__Work instructions__:
Print exactly, and only, the lines running from the line containing "The component shall indicate each instance of the woman holding" through the end of the records below.

──────── Material supplied ────────

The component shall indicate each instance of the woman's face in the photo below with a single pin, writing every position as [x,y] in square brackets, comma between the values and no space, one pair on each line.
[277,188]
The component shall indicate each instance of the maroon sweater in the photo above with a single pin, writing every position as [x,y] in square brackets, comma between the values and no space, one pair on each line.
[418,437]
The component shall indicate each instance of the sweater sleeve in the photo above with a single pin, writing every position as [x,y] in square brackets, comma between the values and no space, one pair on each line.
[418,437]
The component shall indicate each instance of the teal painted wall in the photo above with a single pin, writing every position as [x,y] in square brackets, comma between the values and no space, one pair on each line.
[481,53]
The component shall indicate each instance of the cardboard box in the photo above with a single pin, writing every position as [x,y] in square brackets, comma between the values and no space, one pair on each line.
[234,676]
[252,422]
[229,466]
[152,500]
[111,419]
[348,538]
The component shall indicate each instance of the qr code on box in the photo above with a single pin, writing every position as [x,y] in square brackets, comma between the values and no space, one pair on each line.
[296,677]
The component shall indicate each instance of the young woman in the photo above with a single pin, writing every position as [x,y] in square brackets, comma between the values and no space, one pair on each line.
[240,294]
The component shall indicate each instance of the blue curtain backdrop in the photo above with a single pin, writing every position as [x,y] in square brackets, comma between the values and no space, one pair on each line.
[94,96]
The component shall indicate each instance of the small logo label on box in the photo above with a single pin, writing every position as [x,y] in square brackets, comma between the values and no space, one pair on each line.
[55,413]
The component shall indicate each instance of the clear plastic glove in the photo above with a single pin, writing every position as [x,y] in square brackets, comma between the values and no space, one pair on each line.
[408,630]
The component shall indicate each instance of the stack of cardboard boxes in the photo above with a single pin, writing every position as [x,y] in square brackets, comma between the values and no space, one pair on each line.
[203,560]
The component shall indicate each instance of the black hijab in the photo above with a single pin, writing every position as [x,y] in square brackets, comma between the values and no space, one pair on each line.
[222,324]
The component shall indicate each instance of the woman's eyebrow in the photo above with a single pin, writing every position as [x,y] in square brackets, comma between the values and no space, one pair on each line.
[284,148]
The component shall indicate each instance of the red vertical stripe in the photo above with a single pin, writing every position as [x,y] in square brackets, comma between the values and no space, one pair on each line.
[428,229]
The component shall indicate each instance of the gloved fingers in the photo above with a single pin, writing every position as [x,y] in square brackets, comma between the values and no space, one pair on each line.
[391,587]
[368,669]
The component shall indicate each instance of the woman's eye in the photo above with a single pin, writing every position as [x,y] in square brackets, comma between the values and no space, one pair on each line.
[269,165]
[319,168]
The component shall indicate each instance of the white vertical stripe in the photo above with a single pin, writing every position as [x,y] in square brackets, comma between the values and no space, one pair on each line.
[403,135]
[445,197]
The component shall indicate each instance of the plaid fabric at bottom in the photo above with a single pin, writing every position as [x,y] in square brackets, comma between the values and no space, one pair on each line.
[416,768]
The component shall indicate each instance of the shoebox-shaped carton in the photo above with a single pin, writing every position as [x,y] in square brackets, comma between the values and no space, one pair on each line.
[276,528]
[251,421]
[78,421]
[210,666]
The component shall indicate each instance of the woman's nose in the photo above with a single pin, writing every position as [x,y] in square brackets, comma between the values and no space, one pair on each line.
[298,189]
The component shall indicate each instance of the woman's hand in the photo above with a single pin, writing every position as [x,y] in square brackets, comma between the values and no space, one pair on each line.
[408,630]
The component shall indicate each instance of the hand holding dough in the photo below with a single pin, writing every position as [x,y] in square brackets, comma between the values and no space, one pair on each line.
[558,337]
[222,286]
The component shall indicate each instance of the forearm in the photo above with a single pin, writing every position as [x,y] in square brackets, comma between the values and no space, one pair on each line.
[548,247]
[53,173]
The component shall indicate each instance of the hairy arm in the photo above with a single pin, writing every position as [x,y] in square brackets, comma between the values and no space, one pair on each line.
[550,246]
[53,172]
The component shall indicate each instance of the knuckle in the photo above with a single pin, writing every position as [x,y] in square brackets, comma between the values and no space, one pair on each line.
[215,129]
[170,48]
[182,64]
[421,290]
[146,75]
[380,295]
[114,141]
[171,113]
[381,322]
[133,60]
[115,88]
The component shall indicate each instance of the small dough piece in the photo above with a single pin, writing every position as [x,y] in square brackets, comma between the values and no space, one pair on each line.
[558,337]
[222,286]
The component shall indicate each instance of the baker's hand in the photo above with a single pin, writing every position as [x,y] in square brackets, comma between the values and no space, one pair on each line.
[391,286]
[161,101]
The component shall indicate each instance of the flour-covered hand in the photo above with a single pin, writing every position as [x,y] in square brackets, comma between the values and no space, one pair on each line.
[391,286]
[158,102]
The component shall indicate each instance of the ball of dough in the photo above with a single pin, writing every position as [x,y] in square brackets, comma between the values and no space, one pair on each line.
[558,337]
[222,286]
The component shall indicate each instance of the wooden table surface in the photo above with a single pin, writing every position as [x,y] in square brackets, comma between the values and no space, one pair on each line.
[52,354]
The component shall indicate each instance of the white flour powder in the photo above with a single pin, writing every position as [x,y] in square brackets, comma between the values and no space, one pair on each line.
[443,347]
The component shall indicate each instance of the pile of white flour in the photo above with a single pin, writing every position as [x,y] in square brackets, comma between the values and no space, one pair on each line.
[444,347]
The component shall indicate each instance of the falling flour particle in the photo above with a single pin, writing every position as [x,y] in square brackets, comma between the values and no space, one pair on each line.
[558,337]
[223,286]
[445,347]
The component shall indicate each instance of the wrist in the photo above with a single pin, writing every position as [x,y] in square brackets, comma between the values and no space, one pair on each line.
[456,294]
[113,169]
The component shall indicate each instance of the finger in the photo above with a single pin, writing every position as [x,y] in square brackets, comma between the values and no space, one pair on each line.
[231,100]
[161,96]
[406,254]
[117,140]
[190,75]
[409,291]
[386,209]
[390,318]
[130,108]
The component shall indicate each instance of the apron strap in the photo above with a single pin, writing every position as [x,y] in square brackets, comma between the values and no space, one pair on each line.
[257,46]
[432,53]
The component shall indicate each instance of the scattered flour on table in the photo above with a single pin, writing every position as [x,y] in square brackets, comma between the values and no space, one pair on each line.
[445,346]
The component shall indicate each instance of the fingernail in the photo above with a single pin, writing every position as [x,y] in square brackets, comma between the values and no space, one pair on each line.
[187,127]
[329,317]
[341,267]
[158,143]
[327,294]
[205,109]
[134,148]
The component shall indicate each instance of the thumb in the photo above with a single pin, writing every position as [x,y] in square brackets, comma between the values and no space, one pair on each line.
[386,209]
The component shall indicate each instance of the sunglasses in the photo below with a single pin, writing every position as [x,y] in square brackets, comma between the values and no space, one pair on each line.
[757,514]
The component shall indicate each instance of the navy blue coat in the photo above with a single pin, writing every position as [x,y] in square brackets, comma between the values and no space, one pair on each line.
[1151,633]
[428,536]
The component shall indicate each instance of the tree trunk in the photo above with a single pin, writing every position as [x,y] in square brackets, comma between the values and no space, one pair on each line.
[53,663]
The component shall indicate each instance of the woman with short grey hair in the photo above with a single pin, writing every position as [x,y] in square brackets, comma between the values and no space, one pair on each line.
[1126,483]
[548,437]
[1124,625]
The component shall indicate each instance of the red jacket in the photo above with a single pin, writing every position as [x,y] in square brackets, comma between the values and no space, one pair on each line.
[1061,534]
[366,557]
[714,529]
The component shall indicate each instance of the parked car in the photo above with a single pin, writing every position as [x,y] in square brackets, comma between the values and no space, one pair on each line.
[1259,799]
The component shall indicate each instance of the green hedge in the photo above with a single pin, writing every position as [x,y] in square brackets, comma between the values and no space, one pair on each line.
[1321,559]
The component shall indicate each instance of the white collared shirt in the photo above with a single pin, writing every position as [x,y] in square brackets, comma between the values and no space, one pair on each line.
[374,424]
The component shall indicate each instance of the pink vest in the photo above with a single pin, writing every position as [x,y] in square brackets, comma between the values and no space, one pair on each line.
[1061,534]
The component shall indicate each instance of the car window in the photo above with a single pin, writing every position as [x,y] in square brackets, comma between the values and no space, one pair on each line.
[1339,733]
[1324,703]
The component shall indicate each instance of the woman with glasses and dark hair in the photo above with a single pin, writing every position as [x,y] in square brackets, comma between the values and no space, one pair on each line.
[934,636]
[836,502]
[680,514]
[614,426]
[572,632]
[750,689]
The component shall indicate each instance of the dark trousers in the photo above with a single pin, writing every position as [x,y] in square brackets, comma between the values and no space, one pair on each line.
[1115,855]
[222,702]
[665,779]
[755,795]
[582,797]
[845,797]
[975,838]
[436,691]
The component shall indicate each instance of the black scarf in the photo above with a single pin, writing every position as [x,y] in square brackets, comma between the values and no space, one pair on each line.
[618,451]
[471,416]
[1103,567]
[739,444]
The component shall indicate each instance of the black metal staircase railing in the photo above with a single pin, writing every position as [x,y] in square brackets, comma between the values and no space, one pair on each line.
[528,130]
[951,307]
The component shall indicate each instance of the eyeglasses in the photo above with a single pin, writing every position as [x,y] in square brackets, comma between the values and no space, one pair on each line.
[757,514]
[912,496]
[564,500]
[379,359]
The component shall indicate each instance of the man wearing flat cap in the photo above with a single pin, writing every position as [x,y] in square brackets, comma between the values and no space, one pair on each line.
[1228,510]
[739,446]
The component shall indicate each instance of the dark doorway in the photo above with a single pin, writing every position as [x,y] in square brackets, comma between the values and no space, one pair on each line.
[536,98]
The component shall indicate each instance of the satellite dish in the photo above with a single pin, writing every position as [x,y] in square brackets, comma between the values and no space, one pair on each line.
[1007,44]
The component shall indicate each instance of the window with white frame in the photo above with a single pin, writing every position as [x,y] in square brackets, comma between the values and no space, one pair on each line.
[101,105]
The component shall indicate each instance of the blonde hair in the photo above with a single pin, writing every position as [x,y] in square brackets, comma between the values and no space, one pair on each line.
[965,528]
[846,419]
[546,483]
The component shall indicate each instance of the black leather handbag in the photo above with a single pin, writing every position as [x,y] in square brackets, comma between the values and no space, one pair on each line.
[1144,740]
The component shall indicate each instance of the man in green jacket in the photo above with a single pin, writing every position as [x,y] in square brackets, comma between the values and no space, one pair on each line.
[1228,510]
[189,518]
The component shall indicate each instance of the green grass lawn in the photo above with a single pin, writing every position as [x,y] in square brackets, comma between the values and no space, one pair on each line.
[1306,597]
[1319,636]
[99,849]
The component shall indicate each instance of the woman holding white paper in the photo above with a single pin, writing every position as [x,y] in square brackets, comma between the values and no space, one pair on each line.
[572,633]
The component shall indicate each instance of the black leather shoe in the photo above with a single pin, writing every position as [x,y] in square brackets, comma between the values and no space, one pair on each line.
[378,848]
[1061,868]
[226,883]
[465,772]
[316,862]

────────

__Expected output__:
The component shall indicate each instance of the woman holding white paper in the photo above with a single pin, writing every position as [x,y] in square brackets, comma between the values and no space, one pair on each line.
[572,633]
The component shall indicate each instance of the black leather shoe in the photo above with a single pin, writing every position as [x,y] in square brackets, comma between the values and no space, one pair on each line.
[378,848]
[1061,868]
[226,883]
[465,772]
[316,862]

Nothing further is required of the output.